— Reading passage —
— Begin —

At the time of his testimony in July-August 2016, Henri Locard was a retired French historian. He had previously worked at the University Lumière Lyon 2 in France, and had volunteered at the Royal University of Phnom Penh since 2000. 1  

 

From 1965 to 1967, he was a teacher in a French school in Cambodia. 2 He was asked by Chau Seng, a former Minister in the Sihanouk’s regime (“Sangkum”) to write some articles for the magazine “Kambuja”. 3 In 1989, he came back to Cambodia to research Democratic Kampuchea (“DK”) when his friend, Moeung Sonn, requested his assistance to write his biography. 4 In 2000, he began a PhD on the ideology of the Khmer Rouge and the political system in the countryside, in order to understand the reasons why some of his friends under the Sangkum had disappeared. 5 He authored many books, including the biography of Moeung Sonn and his wife, Prisoner of the Khmer Rouge, Pol Pot's Little Red Book, and Why the Khmer Rouge. 6

 

Locard testified as an expert before the Case 002/02 Trial Chamber on​ his research methods, the security centres under DK, and the movement of population between 1970 and 1975.

— End —

— Data listing —
— Begin —

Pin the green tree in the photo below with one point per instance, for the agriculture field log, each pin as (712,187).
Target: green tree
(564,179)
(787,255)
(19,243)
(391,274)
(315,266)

— End —

— To-do list —
**1.** According to the Henri Locard passage, at which French university did he previously work?
**2.** Please copy the Henri Locard passage from "From 1965 to" to "1970 and 1975.".

— In response —
**1.** University Lumière Lyon 2

**2.**
From 1965 to 1967, he was a teacher in a French school in Cambodia. 2 He was asked by Chau Seng, a former Minister in the Sihanouk’s regime (“Sangkum”) to write some articles for the magazine “Kambuja”. 3 In 1989, he came back to Cambodia to research Democratic Kampuchea (“DK”) when his friend, Moeung Sonn, requested his assistance to write his biography. 4 In 2000, he began a PhD on the ideology of the Khmer Rouge and the political system in the countryside, in order to understand the reasons why some of his friends under the Sangkum had disappeared. 5 He authored many books, including the biography of Moeung Sonn and his wife, Prisoner of the Khmer Rouge, Pol Pot's Little Red Book, and Why the Khmer Rouge. 6

 

Locard testified as an expert before the Case 002/02 Trial Chamber on​ his research methods, the security centres under DK, and the movement of population between 1970 and 1975.